* _Предложенный отрывок_:
• • • • •
Мондзен работает с текстами отцов Церкви, и главным ее
персонажем является константинопольский патриарх Никифор,
чье сочинение под названием «Антирретик», что переводится
как «обличение», «опровержение» (по-русски оно, кажется, так
и называется «Обличение и опровержение»), она первой перевела на французский язык. Свой перевод Мондзен опубликовала
96
в 1989 г. — сравнительно недавно, учитывая, что само сочинение
было написано более чем за 1000 лет до этого. Конечно, специалисты могли прочесть его на языке оригинала, но оно было
недоступно во французском переводе до тех пор, пока Мондзен
не представила его более широкой читающей аудитории.
Итак, она византолог и работает со специфическим материалом, таящим в себе — для нас — многие подводные камни.
• • • • •
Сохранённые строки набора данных
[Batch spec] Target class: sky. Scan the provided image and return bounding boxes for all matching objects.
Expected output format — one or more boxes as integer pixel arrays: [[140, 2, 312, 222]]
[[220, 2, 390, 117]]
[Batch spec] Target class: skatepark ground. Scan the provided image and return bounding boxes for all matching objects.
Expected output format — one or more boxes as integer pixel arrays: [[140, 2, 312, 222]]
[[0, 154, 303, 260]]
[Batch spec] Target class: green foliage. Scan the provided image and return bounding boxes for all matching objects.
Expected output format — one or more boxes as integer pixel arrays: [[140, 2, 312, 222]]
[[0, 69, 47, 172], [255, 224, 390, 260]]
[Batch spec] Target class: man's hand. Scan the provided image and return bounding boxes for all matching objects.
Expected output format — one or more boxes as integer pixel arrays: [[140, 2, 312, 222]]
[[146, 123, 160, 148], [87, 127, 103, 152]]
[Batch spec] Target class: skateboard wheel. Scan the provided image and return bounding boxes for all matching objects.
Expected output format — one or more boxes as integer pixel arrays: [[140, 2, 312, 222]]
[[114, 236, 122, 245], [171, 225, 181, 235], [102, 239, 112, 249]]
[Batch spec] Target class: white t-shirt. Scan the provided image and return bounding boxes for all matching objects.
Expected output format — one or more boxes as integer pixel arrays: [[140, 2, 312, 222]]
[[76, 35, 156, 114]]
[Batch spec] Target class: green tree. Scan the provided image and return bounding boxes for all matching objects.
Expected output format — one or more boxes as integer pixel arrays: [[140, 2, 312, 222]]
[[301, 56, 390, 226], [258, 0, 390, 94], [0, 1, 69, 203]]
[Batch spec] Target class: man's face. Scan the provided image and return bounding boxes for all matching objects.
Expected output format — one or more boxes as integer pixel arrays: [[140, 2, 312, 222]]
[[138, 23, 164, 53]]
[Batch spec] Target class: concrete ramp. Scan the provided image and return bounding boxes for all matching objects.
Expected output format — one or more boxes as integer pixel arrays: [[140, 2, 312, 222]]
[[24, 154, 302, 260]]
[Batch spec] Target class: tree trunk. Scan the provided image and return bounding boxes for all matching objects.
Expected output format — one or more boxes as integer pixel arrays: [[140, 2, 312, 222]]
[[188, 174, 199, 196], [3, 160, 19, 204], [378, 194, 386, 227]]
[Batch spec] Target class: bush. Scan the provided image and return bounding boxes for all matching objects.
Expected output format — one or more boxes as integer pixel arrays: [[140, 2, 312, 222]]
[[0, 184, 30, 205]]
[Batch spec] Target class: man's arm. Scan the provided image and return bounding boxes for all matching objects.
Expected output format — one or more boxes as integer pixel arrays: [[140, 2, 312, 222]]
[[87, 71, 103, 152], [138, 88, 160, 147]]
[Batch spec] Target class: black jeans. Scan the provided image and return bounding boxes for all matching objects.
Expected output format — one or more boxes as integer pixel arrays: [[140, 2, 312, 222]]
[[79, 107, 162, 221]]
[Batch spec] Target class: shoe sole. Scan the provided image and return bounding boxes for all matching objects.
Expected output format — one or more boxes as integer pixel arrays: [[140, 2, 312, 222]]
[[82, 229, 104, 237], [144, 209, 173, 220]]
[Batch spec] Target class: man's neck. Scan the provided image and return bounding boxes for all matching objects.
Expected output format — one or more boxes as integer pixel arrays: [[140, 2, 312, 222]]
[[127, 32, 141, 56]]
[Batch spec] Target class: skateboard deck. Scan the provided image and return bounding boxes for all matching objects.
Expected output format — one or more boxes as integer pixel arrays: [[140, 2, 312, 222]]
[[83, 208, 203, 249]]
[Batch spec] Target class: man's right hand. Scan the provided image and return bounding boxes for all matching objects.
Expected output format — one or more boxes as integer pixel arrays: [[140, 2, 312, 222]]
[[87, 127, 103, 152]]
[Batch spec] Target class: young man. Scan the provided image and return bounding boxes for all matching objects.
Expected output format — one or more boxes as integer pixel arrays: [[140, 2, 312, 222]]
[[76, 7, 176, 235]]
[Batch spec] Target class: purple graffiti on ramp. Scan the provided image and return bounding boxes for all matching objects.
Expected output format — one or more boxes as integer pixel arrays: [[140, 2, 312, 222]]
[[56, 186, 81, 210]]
• • • • •
* _Условие задачи A_: В каком году, согласно отрывку о патриархе Никифоре, Мондзен опубликовала свой перевод «Антирретика»?
* _Условие задачи B_: Преобразуйте в CSV с двумя столбцами, «текст» и «ответ», ту часть строк набора данных, которая начинается со строки, содержащей «[Batch spec] Target class: man's right», и заканчивается строкой, содержащей «[[87, 127, 103, 152]]», включая обе. Каждой паре текста и ответа отведите одну запись, каждое значение заключите в кавычки, а переносы строк внутри него замените пробелами.
Отрывок и строки набора данных представляют собой два независимых друг от друга материала.

* _Правильный ответ A_: В 1989 году.

* _Правильный ответ B_:
текст,ответ
"[Batch spec] Target class: man's right hand. Scan the provided image and return bounding boxes for all matching objects. Expected output format — one or more boxes as integer pixel arrays: [[140, 2, 312, 222]]","[[87, 127, 103, 152]]"